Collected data

▽

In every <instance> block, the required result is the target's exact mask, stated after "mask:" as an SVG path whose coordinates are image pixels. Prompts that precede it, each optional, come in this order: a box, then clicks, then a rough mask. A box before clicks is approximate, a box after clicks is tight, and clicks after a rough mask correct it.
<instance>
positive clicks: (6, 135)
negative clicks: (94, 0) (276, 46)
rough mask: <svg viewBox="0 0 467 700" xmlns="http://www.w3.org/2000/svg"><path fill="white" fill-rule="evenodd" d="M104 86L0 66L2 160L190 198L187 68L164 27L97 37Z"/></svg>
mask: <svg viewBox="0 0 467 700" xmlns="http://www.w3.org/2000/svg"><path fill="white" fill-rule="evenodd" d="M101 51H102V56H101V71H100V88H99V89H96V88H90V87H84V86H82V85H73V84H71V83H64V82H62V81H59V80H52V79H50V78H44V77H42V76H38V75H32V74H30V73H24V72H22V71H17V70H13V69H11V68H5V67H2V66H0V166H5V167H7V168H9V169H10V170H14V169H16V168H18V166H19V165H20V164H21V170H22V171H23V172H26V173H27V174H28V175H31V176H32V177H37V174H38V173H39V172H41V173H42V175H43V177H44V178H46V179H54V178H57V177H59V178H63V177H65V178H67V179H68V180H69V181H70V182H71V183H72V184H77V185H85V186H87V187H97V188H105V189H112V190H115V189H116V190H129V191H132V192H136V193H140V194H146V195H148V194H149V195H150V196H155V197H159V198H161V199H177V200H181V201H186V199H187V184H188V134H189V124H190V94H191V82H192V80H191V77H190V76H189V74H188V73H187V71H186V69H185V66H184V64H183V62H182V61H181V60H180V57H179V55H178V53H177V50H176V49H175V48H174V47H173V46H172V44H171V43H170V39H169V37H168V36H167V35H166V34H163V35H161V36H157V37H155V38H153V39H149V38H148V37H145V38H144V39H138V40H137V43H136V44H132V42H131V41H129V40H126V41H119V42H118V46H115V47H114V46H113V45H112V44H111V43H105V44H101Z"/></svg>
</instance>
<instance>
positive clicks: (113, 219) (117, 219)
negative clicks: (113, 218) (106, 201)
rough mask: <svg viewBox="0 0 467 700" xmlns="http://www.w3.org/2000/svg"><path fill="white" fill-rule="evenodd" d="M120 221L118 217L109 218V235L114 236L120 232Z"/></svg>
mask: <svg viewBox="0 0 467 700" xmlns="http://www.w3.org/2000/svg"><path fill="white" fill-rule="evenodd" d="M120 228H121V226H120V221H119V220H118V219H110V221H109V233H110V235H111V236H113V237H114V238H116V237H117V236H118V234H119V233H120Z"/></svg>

△

Recast the lines from the one holding "</instance>" through the last line of the collected data, both included, as a JSON list of strings with one string per line. Leave out any blank lines.

> **RESPONSE AREA**
[
  "</instance>",
  "<instance>",
  "positive clicks: (113, 219) (117, 219)",
  "negative clicks: (113, 218) (106, 201)",
  "rough mask: <svg viewBox=\"0 0 467 700\" xmlns=\"http://www.w3.org/2000/svg\"><path fill=\"white\" fill-rule=\"evenodd\" d=\"M120 221L118 217L109 218V235L114 236L120 232Z\"/></svg>",
  "mask: <svg viewBox=\"0 0 467 700\" xmlns=\"http://www.w3.org/2000/svg\"><path fill=\"white\" fill-rule=\"evenodd\" d=\"M120 228H121V226H120V221H119V220H118V219H110V221H109V233H110V235H111V236H113V237H114V238H116V237H117V236H118V234H119V233H120Z\"/></svg>"
]